◆ Directions for this task: Anywhere the string "yellow" shows up in the listing below, copy the line it is in.

(Provided entries Opens)

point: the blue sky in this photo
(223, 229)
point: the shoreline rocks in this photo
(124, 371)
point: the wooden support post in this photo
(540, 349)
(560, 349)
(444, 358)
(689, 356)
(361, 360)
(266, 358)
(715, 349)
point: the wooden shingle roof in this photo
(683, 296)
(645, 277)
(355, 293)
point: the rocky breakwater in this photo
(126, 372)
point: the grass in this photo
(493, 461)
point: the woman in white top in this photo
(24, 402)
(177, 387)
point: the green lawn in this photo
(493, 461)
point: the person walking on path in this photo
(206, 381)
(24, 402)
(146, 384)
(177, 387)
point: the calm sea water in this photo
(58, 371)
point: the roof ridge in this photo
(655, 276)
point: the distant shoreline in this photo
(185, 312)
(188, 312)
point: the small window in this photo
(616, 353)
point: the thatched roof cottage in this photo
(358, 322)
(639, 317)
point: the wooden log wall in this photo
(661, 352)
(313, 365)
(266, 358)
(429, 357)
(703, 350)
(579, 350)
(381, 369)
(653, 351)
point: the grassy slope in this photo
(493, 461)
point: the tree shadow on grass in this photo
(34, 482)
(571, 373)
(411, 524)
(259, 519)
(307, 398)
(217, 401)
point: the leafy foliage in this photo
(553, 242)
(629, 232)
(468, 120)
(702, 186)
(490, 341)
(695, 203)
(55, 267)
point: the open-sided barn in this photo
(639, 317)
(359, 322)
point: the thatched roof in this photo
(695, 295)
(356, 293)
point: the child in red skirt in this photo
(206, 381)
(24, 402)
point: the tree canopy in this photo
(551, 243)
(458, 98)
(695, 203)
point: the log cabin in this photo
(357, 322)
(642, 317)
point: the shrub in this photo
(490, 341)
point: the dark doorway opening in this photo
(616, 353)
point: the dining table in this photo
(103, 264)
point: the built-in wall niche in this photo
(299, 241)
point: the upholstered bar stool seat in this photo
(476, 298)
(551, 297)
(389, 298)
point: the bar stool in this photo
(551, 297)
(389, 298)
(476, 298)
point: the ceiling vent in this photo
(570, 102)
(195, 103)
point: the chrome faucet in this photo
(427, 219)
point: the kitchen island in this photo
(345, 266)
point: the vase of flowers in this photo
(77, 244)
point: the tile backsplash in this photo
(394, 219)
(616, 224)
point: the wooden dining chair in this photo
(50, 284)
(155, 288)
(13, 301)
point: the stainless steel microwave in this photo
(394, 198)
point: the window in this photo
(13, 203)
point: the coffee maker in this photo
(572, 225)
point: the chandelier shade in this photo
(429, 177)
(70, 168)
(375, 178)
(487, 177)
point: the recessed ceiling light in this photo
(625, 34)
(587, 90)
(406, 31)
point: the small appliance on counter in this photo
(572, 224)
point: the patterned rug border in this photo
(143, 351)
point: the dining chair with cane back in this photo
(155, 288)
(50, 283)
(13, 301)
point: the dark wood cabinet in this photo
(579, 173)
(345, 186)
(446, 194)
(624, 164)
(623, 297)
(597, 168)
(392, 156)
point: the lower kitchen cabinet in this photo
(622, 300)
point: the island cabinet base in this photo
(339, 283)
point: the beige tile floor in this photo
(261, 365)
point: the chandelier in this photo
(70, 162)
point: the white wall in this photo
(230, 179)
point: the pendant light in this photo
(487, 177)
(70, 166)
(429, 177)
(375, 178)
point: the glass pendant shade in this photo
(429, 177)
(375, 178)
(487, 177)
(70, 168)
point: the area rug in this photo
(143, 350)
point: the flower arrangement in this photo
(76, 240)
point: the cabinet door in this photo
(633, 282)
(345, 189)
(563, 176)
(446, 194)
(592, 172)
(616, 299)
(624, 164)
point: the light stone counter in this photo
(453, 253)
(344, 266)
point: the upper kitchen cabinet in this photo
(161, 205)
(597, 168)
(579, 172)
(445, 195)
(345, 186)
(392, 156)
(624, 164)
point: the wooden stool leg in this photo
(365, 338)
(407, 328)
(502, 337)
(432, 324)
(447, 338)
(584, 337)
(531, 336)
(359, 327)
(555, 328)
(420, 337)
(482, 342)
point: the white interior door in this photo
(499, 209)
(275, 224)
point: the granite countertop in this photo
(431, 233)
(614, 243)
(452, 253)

(Provided entries Closes)
(Provided entries Opens)

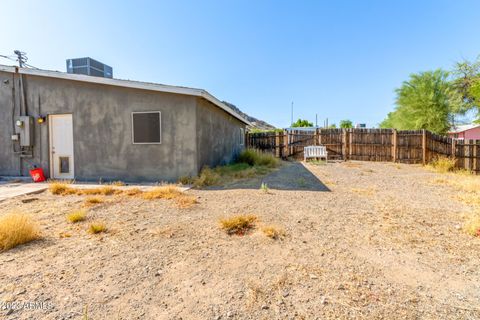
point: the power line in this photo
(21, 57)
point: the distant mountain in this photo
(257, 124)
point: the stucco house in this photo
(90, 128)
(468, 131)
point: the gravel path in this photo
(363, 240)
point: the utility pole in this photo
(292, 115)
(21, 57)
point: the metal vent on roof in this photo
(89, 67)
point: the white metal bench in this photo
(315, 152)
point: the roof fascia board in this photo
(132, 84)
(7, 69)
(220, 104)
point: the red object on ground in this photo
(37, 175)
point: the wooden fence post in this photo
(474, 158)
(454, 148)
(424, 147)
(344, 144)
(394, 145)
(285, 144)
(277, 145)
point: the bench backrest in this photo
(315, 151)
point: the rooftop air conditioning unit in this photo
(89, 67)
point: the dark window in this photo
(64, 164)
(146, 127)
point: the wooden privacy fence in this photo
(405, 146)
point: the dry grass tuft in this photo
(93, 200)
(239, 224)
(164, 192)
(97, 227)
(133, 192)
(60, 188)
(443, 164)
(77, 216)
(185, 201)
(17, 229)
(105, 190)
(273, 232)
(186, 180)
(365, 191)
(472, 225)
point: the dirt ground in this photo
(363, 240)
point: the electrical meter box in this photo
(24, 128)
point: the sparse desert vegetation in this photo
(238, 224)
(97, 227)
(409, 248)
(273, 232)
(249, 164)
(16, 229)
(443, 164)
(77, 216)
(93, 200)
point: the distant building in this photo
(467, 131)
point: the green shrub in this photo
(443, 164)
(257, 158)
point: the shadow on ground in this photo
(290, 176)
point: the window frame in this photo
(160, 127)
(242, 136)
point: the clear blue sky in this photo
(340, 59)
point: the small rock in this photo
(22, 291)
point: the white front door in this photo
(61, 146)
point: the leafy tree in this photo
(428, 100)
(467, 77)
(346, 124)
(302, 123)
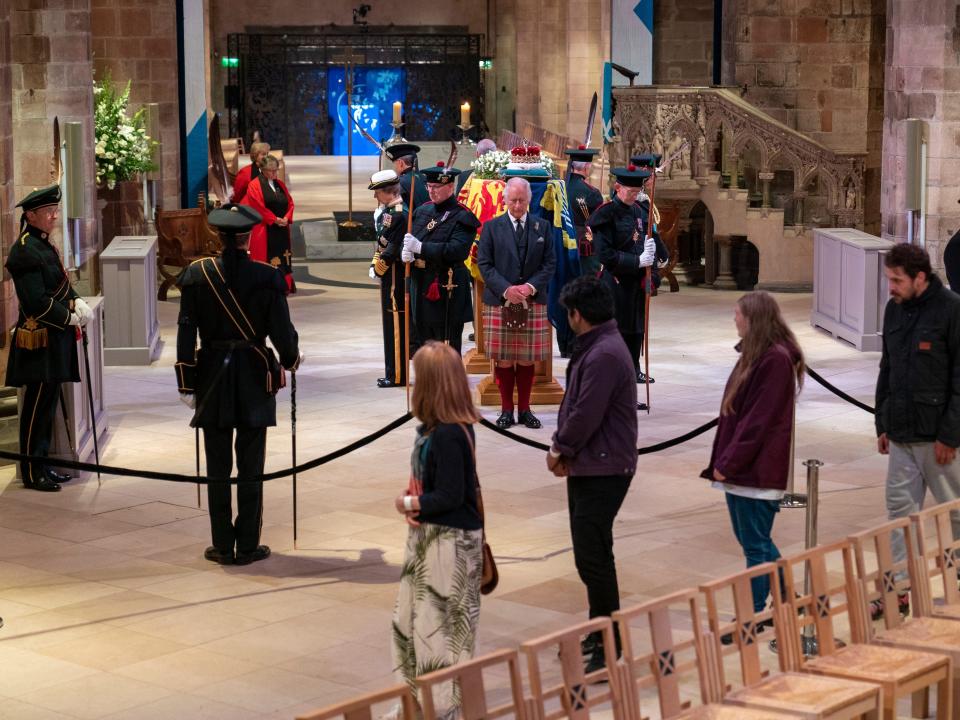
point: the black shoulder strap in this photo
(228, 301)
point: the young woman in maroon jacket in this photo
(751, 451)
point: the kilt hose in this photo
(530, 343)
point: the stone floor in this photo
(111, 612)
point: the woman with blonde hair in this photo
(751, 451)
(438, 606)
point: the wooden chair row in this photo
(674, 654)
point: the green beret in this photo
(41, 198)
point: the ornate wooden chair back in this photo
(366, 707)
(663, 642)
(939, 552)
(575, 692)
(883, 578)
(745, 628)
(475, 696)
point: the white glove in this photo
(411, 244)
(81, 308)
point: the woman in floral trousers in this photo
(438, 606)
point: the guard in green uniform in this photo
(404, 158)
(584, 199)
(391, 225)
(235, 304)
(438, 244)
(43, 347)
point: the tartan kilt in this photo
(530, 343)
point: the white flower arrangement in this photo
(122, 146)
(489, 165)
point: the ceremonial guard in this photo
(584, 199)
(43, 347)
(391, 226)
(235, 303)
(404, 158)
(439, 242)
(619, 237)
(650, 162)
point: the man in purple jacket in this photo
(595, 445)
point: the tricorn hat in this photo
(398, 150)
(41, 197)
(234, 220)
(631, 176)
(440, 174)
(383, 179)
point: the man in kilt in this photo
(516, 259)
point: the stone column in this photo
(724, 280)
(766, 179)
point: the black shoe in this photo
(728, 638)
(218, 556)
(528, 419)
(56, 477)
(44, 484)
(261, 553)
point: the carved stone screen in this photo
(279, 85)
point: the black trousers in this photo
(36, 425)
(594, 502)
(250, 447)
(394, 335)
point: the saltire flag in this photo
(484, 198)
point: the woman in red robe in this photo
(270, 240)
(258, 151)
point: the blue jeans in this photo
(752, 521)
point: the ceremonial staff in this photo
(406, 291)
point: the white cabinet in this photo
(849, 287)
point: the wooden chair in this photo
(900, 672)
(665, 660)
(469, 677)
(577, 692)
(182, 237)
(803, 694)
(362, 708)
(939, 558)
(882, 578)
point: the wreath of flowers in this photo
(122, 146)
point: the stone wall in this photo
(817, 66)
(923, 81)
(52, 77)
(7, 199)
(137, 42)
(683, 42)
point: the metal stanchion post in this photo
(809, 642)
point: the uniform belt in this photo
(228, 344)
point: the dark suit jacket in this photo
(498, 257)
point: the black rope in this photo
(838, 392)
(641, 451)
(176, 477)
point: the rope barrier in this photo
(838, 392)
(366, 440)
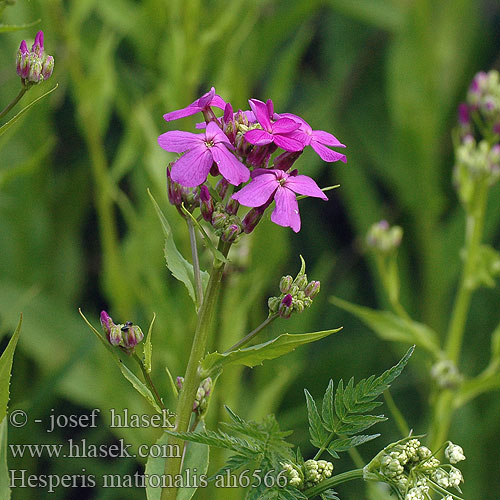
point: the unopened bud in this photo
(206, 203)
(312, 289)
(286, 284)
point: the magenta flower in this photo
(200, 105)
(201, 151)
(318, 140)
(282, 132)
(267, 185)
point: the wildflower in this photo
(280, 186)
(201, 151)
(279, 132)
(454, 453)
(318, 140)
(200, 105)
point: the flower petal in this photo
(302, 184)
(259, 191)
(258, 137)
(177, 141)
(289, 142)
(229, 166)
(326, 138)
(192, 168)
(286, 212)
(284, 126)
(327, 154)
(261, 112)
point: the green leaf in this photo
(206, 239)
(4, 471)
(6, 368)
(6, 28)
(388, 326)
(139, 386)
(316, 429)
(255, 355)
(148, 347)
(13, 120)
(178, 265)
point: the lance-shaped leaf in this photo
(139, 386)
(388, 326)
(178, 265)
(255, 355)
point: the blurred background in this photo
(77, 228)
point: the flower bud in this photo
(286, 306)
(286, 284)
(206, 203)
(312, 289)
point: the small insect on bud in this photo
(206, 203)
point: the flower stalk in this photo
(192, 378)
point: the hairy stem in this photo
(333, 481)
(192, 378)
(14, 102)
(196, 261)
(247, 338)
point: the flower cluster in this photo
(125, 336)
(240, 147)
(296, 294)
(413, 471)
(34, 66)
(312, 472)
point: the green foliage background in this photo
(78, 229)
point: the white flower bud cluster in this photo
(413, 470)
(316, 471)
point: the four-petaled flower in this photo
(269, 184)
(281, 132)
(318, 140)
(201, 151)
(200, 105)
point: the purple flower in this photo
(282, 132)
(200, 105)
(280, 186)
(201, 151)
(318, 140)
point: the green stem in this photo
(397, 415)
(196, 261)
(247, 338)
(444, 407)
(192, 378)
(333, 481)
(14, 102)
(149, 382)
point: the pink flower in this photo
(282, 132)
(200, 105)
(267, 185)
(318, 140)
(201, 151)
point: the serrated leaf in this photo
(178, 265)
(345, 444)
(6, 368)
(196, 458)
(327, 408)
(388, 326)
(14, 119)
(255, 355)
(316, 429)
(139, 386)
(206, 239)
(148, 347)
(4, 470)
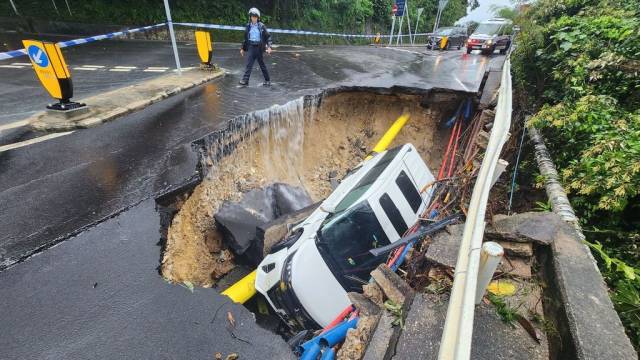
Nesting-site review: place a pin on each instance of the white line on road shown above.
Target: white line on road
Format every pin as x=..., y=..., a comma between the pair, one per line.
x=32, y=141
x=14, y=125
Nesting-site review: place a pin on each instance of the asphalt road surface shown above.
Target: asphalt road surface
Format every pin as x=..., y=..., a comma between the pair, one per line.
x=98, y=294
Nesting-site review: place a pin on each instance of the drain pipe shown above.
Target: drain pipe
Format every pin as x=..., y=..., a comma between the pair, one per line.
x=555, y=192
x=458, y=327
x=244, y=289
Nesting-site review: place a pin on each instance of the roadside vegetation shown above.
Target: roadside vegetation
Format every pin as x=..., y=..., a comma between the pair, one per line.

(Provided entries Closes)
(Provided entries Opens)

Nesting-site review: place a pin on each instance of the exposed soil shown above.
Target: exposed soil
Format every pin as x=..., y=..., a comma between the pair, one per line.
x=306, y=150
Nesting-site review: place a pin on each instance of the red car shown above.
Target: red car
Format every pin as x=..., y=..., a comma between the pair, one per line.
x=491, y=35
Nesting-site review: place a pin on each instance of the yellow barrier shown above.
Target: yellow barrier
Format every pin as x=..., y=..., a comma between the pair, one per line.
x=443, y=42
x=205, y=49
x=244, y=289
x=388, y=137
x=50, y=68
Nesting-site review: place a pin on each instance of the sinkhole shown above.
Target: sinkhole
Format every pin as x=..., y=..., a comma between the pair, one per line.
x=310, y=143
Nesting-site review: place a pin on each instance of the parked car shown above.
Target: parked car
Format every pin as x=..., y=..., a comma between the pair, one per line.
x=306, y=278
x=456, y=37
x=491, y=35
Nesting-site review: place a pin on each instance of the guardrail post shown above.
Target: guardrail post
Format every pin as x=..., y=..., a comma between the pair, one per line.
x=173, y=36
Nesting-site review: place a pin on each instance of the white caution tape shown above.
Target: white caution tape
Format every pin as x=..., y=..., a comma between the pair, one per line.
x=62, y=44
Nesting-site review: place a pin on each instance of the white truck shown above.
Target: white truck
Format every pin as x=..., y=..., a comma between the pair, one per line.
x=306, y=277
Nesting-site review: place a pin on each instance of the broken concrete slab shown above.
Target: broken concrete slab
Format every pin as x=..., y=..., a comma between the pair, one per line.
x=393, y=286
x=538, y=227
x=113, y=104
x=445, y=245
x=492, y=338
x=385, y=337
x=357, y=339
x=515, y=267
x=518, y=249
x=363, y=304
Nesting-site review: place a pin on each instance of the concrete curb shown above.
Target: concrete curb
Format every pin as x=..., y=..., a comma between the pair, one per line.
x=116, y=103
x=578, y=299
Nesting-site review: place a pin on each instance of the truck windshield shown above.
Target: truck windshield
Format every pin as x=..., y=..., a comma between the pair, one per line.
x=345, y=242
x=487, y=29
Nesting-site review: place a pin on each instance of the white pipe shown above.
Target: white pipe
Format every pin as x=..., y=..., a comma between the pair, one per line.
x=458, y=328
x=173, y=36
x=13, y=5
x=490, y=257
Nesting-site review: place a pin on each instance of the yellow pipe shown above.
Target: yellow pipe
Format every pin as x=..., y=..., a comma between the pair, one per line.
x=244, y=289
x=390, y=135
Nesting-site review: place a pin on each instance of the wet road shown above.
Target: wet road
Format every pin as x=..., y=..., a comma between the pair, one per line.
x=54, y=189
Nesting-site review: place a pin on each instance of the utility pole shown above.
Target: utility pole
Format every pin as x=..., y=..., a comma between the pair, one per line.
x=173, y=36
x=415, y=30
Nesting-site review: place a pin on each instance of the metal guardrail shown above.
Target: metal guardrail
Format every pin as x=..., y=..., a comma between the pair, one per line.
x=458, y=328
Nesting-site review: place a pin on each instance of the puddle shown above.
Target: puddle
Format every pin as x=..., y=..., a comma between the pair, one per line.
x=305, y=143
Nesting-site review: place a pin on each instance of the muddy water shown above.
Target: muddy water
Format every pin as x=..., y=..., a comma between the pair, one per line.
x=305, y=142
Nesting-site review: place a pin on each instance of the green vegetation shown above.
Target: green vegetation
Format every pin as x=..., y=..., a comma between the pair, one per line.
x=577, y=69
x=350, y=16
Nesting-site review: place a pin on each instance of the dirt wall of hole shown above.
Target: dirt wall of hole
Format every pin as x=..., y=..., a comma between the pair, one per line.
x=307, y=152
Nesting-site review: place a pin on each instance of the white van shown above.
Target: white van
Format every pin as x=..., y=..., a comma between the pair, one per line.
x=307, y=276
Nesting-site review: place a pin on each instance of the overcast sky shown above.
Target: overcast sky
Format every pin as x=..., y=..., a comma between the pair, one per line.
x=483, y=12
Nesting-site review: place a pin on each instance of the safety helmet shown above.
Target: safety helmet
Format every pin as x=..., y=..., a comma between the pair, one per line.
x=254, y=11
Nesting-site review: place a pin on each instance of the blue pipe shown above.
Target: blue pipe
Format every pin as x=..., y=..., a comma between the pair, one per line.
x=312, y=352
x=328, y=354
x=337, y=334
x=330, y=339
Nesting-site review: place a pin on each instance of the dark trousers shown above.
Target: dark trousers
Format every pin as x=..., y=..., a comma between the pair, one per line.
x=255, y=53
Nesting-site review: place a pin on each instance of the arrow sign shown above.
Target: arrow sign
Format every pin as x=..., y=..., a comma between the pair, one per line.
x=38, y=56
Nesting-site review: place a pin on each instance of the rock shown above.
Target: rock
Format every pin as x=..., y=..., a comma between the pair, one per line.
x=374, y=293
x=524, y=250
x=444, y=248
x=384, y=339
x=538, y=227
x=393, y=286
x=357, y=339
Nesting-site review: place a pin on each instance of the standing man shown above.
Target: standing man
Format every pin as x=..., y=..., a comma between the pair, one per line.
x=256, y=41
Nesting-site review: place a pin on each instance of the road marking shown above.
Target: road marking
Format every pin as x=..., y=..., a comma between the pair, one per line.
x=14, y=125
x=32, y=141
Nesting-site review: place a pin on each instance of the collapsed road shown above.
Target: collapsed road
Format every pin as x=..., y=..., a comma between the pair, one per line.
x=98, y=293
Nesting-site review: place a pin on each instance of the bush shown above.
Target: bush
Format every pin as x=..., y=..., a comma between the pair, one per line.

(Provided entries Closes)

◆ Exercise result:
Nesting-site review: place a pin on each instance of the yellow barrier shown above.
Target: yellow barrier
Nesting-site review: place a pin on each instance of the yellow pipe shown above.
Target: yellow pipe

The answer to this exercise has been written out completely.